The core of the problem is that there are a million tools that make AI better, and no ways to measure whether AI is working better.
Big companies with popular products have it. They do something between normal product analytics and chatbot evals to figure out if users are being successful in their sessions. That's the job.
But any given dev, with between 3 and 50 sessions a day? Like, I have no idea what makes the LLM better. It's all vibes.
My company has a whole stack here. Preferred harnesses, preferred models, skills, the shape of our code, everything. There's gotta be a way to measure whether this setup is working for us, at 1 / 1-million-th the scale of a Claude Code.
And the effort to produce valid benchmarks is tremendous. You are probably right and that’s very annoying. We already had flame wars over frameworks and this is way worse, your vibes vs. my vibes. Who would thought non-deterministic outputs would lead us here?

**WHAT TO WORK ON:**
A. In the thread on measuring AI, what do big companies with popular products do to tell whether users are succeeding in their sessions?
B. Write the next part of the thread on measuring AI, picking up after its last sentence.
The rows come from a different source than the thread on measuring AI.

**DATA TO EXAMINE:**
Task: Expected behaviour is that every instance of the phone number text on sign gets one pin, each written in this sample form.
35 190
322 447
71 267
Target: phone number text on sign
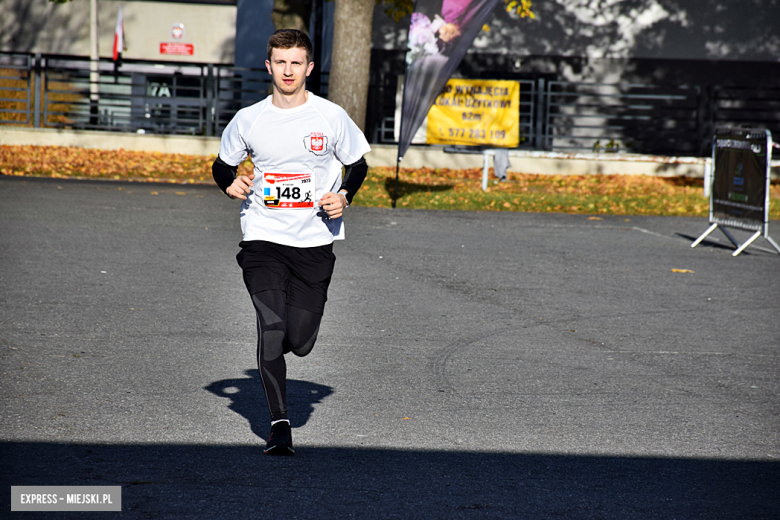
476 112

**ANSWERS TO THIS EXERCISE:**
A. Something between normal product analytics and chatbot evals.

B.
There is an answer- these tools should benchmark by cost per correct answer - not just tokens saved.
> and no ways to measure whether AI is working better.
What I do with my product is I explicity tell you to ask your agent. I have real world examples and real world repositories that you can try with:
https://gitsense.com
https://github.com/gitsense/smart-ripgrep
https://github.com/gitsense/smart-codex
Token saving on average is not what I am mostly interested in though. I am more interested in knowing that the AI doesn't load unnecessary files in context, which can affect reasoning.
You can just ask the agent after a task how many files do you think was not read by knowing the files purpose first?